Elle consiste aujourd’hui à prendre en compte l’émotion populaire dans le pays, en annonçant accepter finalement la répartition de l’accueil des refugiés que la Commission européenne essaie de faire passer depuis des mois. Mais à l’heure qu’il est, on n’a aucun élément sur l’ampleur des moyens qui vont être réellement dégagés, l’ampleur de l’aide et du soutien de l’État aux collectivités territoriales. Il y a là une zone d’ombre qui n’est pas compréhensible de la part du gouvernement. A propos de moyens, c’est une raison supplémentaire de mettre un coup d’arrêt aux politiques d’austérité qui étranglent les collectivités territoriales ; ça veut dire empêcher la coupe sombre d’environ trois milliards et demi d’euros et y ajouter au moins deux milliards d’euros pour être en mesure d’accueillir non seulement les 24 000 réfugiés mais mettre en place les dispositifs nécessaires pour leur accueil.
D’autre part, il y a un lien direct qui est fait, par le pouvoir, entre la situation des réfigiés et la guerre en Syrie, avec l’annonce, dans un premier temps, d’opérations de survol du territoire syrien en vue d’un engagement français dans des frappes aériennes dans le cadre de la coalition dirigée par les Etats Unis. Or, depuis que cette stratégie a été engagée en Irak et en Syrie, on dénombre plus de 3000 frappes qui n’ont pas empêché l’État islamique de progresser. Donc dans l’attitude du gouvernement, il y a, je pense, la préoccupation de répondre à une urgence humanitaire, de se faire l’écho de l’opinion mais il y a une absence de vision et d’ambition politique, c’est à dire de construire des réponses politiques au niveau de cette crise qui n’est pas simplement une crise des réfugiés, une crise migratoire mais une crise du monde et de son fonctionnement, du poids des logiques de puissances.
Et nos propositions ?
Elles sont de trois ordres. Un : répondre à la situation d’urgence avec la nécessité pour la France d’être à la hauteur des conventions qu’elle a signées, relatives aux réfugiés, des normes préconisées par le Haut Commissariat auprès des réfugiés de l’ONU, de mettre en place les dispositifs necessaires pour sécuriser le parcours d’arrivée en Europe de ces réfugiés, leur installation transitoire puis perenne ; ça passe aussi par des moyens qu’il faut prévoir en matière de dispositif médico-social et sanitaire, de scolarisation des enfants, de langue, de suivi des situations professionnelles. Donc c’est répondre à la situation d’urgence avec un plan qui prend en compte l’ensemble de ces étapes. Deux : au plan européen, ça necessiterait que notre pays soit un des fers de lance d’une remise à plat complète de la politique des visas ; nous contestons le fait que les migrants, notamment économiques, représentent une menace pour l’équilibre des pays membres de l’Union européenne. Trois : au plan international, ça veut dire que la France et l’Union européenne doivent jouer un autre rôle, dans le cadre de l’ONU : chercher à construire les espaces, les cadres, les processus de résolution politique et diplomatique des conflits ; ça veut dire enfin remettre à plat toute la politique d’aide publique au développement.

» Enregistrements fournis
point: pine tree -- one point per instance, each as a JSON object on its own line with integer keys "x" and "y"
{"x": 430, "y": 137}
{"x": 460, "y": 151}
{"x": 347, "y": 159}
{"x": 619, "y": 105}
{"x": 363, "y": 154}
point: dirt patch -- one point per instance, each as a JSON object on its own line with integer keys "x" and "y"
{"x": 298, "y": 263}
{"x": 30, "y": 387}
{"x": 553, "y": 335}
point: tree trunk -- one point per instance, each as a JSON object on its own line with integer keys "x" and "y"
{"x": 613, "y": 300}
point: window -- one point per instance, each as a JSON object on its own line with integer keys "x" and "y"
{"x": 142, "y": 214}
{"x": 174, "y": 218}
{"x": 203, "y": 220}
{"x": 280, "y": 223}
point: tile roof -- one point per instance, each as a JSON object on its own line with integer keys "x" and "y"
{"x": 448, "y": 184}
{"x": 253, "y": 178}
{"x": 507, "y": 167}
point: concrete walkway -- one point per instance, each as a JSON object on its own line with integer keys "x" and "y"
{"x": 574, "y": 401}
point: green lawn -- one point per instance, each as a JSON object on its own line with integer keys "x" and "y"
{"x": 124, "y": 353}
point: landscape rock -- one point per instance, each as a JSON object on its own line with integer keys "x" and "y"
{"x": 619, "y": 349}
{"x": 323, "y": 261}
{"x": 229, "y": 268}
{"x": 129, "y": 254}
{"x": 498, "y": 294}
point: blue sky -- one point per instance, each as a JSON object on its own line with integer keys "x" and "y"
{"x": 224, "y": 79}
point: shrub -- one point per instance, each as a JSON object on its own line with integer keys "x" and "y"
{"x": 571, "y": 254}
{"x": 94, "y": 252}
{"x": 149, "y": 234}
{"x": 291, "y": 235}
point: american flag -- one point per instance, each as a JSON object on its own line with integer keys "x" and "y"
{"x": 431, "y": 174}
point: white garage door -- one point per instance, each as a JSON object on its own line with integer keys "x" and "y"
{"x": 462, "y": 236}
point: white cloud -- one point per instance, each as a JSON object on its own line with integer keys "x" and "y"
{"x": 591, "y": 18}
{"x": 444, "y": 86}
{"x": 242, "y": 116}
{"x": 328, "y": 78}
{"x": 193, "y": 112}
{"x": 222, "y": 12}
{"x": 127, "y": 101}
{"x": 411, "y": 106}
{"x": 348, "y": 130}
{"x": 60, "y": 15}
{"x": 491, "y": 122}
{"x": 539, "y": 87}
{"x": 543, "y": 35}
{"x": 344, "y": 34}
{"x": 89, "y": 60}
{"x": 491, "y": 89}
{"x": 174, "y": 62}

» Détails de la tâche
D'après le texte sur l'accueil des réfugiés, combien de frappes a-t-on dénombrées depuis que la stratégie a été engagée en Irak et en Syrie ? Les enregistrements sont indépendants du texte sur l'accueil des réfugiés.

» Résultat de la tâche
Plus de 3000 frappes.